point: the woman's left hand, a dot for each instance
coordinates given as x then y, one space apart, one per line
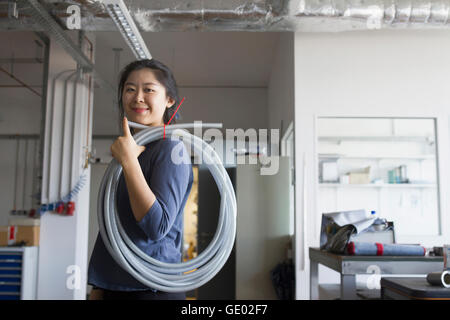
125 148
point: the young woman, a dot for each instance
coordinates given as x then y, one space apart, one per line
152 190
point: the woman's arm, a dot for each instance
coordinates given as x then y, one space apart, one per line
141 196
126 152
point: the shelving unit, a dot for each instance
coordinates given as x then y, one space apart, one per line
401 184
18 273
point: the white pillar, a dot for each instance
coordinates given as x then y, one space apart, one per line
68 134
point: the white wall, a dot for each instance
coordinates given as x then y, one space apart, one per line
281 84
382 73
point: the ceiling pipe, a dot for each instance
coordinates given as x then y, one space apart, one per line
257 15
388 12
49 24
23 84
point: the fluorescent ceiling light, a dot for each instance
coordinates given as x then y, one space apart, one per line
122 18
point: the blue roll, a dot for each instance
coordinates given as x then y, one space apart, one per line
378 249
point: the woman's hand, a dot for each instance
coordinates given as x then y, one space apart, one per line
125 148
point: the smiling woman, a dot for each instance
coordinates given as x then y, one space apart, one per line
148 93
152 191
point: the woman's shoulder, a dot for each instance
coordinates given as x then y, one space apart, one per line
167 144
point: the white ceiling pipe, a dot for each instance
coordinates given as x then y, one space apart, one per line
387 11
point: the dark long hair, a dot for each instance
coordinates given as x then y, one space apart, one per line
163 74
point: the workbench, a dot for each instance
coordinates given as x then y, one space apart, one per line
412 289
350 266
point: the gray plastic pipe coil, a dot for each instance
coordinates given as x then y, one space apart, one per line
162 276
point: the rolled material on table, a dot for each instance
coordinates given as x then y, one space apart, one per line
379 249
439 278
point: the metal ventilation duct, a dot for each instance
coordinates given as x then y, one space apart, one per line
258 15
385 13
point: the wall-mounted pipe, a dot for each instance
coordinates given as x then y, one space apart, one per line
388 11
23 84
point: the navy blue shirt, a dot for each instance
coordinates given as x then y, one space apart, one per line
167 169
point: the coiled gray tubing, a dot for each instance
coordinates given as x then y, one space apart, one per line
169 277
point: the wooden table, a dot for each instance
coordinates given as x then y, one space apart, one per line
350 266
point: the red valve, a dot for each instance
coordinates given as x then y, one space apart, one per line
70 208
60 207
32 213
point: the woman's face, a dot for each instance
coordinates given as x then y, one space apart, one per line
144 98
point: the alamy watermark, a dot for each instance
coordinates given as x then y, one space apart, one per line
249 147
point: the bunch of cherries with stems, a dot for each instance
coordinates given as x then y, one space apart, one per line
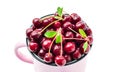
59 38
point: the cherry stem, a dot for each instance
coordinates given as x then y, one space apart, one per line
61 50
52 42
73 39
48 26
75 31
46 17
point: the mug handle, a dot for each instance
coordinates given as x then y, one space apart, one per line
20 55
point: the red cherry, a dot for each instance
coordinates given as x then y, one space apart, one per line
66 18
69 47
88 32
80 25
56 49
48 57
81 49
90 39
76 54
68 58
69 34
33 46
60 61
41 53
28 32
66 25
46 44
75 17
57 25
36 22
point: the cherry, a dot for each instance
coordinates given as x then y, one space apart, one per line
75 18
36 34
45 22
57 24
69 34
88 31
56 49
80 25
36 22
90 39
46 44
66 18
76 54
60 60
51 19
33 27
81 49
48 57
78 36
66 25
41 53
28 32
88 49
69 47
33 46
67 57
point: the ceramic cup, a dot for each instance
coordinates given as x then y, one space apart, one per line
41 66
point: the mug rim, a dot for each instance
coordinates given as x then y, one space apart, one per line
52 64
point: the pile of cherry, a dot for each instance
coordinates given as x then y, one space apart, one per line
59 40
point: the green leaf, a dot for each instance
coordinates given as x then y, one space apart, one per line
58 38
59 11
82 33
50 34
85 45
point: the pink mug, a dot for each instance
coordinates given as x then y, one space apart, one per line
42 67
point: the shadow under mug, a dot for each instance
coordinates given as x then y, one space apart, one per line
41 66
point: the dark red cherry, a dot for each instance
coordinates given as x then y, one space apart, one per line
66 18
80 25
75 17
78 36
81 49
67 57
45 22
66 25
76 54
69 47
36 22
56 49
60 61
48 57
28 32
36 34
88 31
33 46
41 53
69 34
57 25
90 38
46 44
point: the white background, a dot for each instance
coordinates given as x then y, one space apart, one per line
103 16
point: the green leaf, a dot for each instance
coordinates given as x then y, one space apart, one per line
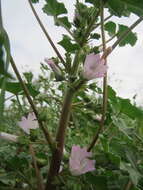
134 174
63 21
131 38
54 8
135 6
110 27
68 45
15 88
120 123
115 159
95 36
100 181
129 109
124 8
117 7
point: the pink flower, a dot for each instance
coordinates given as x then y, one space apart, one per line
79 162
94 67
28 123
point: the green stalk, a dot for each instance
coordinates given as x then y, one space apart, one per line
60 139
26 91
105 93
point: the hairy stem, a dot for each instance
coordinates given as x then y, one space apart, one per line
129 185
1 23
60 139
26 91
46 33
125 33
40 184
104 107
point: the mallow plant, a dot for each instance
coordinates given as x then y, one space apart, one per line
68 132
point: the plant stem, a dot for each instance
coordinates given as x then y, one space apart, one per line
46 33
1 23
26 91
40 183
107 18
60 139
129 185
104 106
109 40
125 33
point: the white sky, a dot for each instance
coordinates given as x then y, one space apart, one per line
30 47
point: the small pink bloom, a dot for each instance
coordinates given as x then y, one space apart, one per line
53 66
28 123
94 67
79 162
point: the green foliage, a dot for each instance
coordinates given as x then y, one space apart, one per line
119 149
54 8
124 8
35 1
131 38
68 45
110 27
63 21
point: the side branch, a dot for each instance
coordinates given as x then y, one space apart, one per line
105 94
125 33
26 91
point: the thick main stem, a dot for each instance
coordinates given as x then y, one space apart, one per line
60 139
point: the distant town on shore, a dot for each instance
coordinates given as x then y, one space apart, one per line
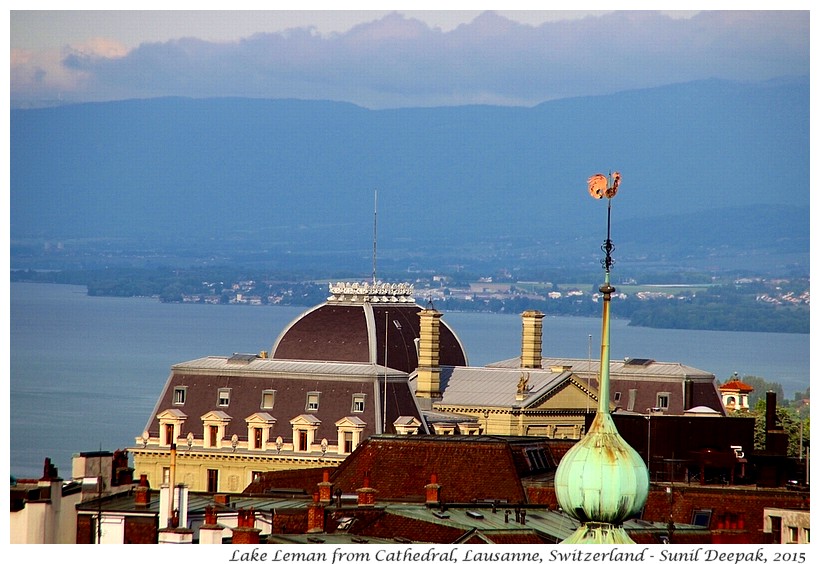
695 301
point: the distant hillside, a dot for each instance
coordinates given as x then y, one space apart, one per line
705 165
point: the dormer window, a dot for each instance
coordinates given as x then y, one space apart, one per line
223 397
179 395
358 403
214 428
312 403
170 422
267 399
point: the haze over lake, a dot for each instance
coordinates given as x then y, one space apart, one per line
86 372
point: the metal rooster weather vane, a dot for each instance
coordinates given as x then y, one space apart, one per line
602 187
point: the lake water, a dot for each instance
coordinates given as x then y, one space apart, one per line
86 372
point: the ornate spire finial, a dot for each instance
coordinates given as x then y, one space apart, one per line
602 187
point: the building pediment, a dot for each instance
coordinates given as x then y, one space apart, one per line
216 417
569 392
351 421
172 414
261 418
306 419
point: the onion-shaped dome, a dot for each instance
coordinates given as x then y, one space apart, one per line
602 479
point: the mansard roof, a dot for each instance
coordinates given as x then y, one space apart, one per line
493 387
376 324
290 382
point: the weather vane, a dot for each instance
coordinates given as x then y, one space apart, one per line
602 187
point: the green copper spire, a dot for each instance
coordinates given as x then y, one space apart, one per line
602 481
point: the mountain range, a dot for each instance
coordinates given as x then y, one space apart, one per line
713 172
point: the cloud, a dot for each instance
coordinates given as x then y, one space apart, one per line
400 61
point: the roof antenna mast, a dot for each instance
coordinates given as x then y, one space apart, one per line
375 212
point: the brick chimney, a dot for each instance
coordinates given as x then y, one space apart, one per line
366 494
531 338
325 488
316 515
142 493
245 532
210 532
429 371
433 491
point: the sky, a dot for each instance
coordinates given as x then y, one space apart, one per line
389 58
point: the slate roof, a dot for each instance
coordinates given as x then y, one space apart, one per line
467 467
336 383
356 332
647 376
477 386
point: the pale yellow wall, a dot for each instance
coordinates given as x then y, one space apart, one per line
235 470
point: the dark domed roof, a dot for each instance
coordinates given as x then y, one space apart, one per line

__Objective__
Copy the records exactly. Skip the pictures.

__Reply to the exercise__
point: the woman's left hand, a dot for each instance
coordinates given as x then y, one space apart, one per line
125 148
point: the young woman, a dot for each instance
coordinates given as x then y, one space apart, one per line
152 190
point: the woman's arm, a dot for each instance
coordinates given as x then y, one space apart, one per line
141 196
126 152
point: the shelving unit, a dot for each instance
coordinates given as x then y, one space apart, one per line
401 184
18 273
point: the white pillar, a dot for each instance
coordinates given as x then y, one space apart, one per line
68 134
point: the white wall, a dot for each instance
coordinates given as x then y, one space apart, one per line
281 84
382 73
point: the ceiling pipe, a dot for each instance
coordinates given as x then y, one space apart, one per line
257 15
388 12
49 24
23 84
point: the fluorescent ceiling light, a dot for each instance
coordinates given as x then y, one space apart, one per line
122 18
point: the blue roll, a dot for each instance
coordinates given as x then y, one space apart, one per line
378 249
point: the woman's hand, a dot for each instance
coordinates given as x then y, one space apart, one per line
125 148
point: the smiling woman, a dot for each instance
coordinates given as x then y, one space apart, one per line
148 93
152 191
point: the woman's shoulder, a dot for each instance
coordinates given as x then y, one space apart, one per line
167 144
point: the white ceiling pipe, a dot for each instance
coordinates given as x then y, one space apart, one per line
387 11
point: the dark long hair, a dot for each instance
coordinates given as x then y, one space apart, one per line
163 74
point: the workbench, a dot for each instance
coordinates given as x then y, one space apart, one per line
412 289
350 266
point: the gray plastic pipe coil, a dot for each instance
coordinates given as x then y, one space apart, one per line
162 276
point: the rolled material on table, a dot for each instance
coordinates given as x then y, one space apart, one per line
379 249
439 278
point: the metal ventilation duct, a dot for each instance
coordinates given as x then y, one space apart, one per line
258 15
385 13
point: the wall-mounted pipe, a dot for each instance
coordinates given as x then y, one space apart, one per line
388 11
23 84
point: the navy blue shirt, a dot for each instance
coordinates given as x then y, one space apart, one per line
167 169
point: the coiled gray tubing, a dot for each instance
coordinates given as x then y, one space apart, one per line
169 277
point: the wooden table, a dot for each instance
coordinates given as x then y, one space apart, one per line
350 266
point: the red valve, a dot for each instance
coordinates given as x then y, one space apart, one per line
70 208
60 207
32 213
point: the woman's face, a dot for each instance
coordinates given as x then y, one space apart, one per line
144 98
point: the alamy watermark, a dot for each instance
coordinates given as x then y, one space apart, one per line
249 147
point: the bunch of cherries with stems, a dot for each instance
coordinates given as x then y, one space apart, one per line
59 38
point: the cherry stem, a dot for each instance
coordinates given as x then y, one space apart, one per line
61 50
52 42
73 39
48 26
75 31
46 17
point: the mug handle, a dot for each instance
coordinates given as x then y, one space apart, one per line
20 55
point: the red cherry, a dot for each instance
coordinates given as x then y, one space apart, one per line
66 18
69 47
88 32
80 25
56 49
48 57
81 49
90 39
76 54
68 58
69 34
33 46
60 61
41 53
28 32
66 25
46 44
75 17
57 25
36 22
point: the cherry, a dot for each instance
coordinates given as x then y, one space apart, one per line
75 18
36 34
45 22
57 24
69 34
88 31
56 49
80 25
36 22
90 39
46 44
66 18
76 54
60 60
51 19
33 27
81 49
48 57
78 36
66 25
41 53
28 32
88 49
69 47
33 46
67 57
point: the ceramic cup, a dot for each instance
coordinates given as x then y, one space apart, one per line
41 66
point: the mug rim, a dot for each instance
coordinates given as x then y, one space apart, one per line
52 64
point: the pile of cherry, a dot for each instance
coordinates given as x then y, one space apart, one per line
59 40
point: the green leaf, a dot for each instance
coordinates given as x then y, one space apart, one per line
58 38
59 11
82 33
50 34
85 45
point: the pink mug, a dot for each instance
coordinates given as x then y, one space apart, one per line
42 67
point: the shadow under mug, a dot for each instance
coordinates given as x then y, one space apart, one per line
41 66
point: the dark red cherry, a dot for each instance
coordinates given as x then y, one space apart, one per line
66 18
80 25
75 17
78 36
81 49
67 57
45 22
66 25
76 54
69 47
36 22
56 49
60 61
48 57
28 32
36 34
88 31
33 46
41 53
69 34
57 25
90 38
46 44
point: the white background, a dot for each instance
coordinates given as x then y, one space apart, one per line
103 16
point: the green leaf, a dot for each instance
coordinates given as x then y, one space apart, one per line
134 174
63 21
131 38
54 8
135 6
110 27
68 45
15 88
120 123
115 159
95 36
100 181
129 109
124 8
117 7
point: the pink flower, a dot for each instance
coordinates given as x then y, one space apart, one per line
79 162
94 67
28 123
point: the green stalk, a dot for each instance
coordinates given as x then y, one space apart, one per line
60 139
26 91
105 93
point: the hairy stem, a dot for each instance
coordinates given as x then y, one space apart, one per line
129 185
1 23
60 139
26 91
46 33
125 33
40 184
104 107
point: the mallow plant, a dot for each instance
coordinates given as x then y, one space apart, one per line
68 132
point: the plant stem, a dot for each instance
coordinates given as x then y, one space apart, one per line
46 33
1 23
26 91
40 183
107 18
60 139
129 185
104 106
109 40
125 33
point: the white sky, a dot for each instance
coordinates given as x then y, one space apart, one per line
30 47
point: the small pink bloom, a dot for each instance
coordinates given as x then y, one space apart, one per line
53 66
28 123
94 67
79 162
point: the green foliage, a dot for each instance
coordinates given as x then y, one space apart, one per line
119 149
54 8
124 8
35 1
131 38
68 45
110 27
63 21
point: the side branch, a dot for each instance
coordinates given as x then y, one space apart, one per line
105 94
125 33
26 91
point: the thick main stem, a dot for each instance
coordinates given as x then y, one space apart, one per line
60 139
point: the distant town on shore, a dot for each instance
coordinates given as x then y, one space apart, one per line
695 301
point: the distant hillside, a dot for each instance
coordinates given as x then y, one space apart, one per line
705 165
point: the dormer window, a dot for each instance
coordinates given as x then y, one space apart, one per line
223 397
179 395
358 403
214 428
312 403
170 422
267 399
point: the haze over lake, a dot for each instance
coordinates given as x then y, one space apart, one per line
86 372
point: the metal rooster weather vane, a dot for each instance
coordinates given as x then y, one space apart, one per line
602 187
point: the lake water, a dot for each instance
coordinates given as x then y, one space apart, one per line
86 372
point: the ornate spire finial, a dot for each instance
coordinates given as x then y, one space apart, one per line
602 187
point: the building pediment, a dot for each instance
coordinates given as x then y, one space apart, one per line
216 417
569 392
351 421
172 414
261 418
306 419
point: the onion-shaped dome, a dot for each instance
coordinates given as x then y, one space apart, one per line
602 479
point: the mansard roof, a dot for each instance
coordinates given as x then y, one space apart, one per line
493 387
376 324
290 382
point: the weather vane, a dot for each instance
coordinates given as x then y, one space apart, one per line
602 187
point: the green copper spire, a dot for each instance
coordinates given as x then y, one space apart, one per line
602 481
point: the mountain range, a dot for each instance
coordinates given as x then y, one space apart, one per line
713 172
point: the cloud, a dot for each instance
coordinates given as x then y, one space apart, one per line
400 61
point: the roof antenna mast, a dot for each instance
coordinates given as x then y, one space apart, one per line
375 212
point: the brick chimney, a dot for each instance
coordinates given as x then y, one space apart, one per line
366 494
531 338
325 488
316 515
142 493
245 532
210 532
429 371
433 491
point: the sky, a dot for each instance
coordinates given as x then y, one space apart, one per line
389 58
point: the slate roof, a dot for each instance
coordinates given as x then y, one space apart, one per line
467 467
336 383
356 332
647 376
477 386
point: the pale yellow wall, a dot for each instance
coordinates given as x then y, one space apart, one per line
235 470
point: the dark domed roof, a dot for each instance
coordinates given as x then y, one space apart, one per line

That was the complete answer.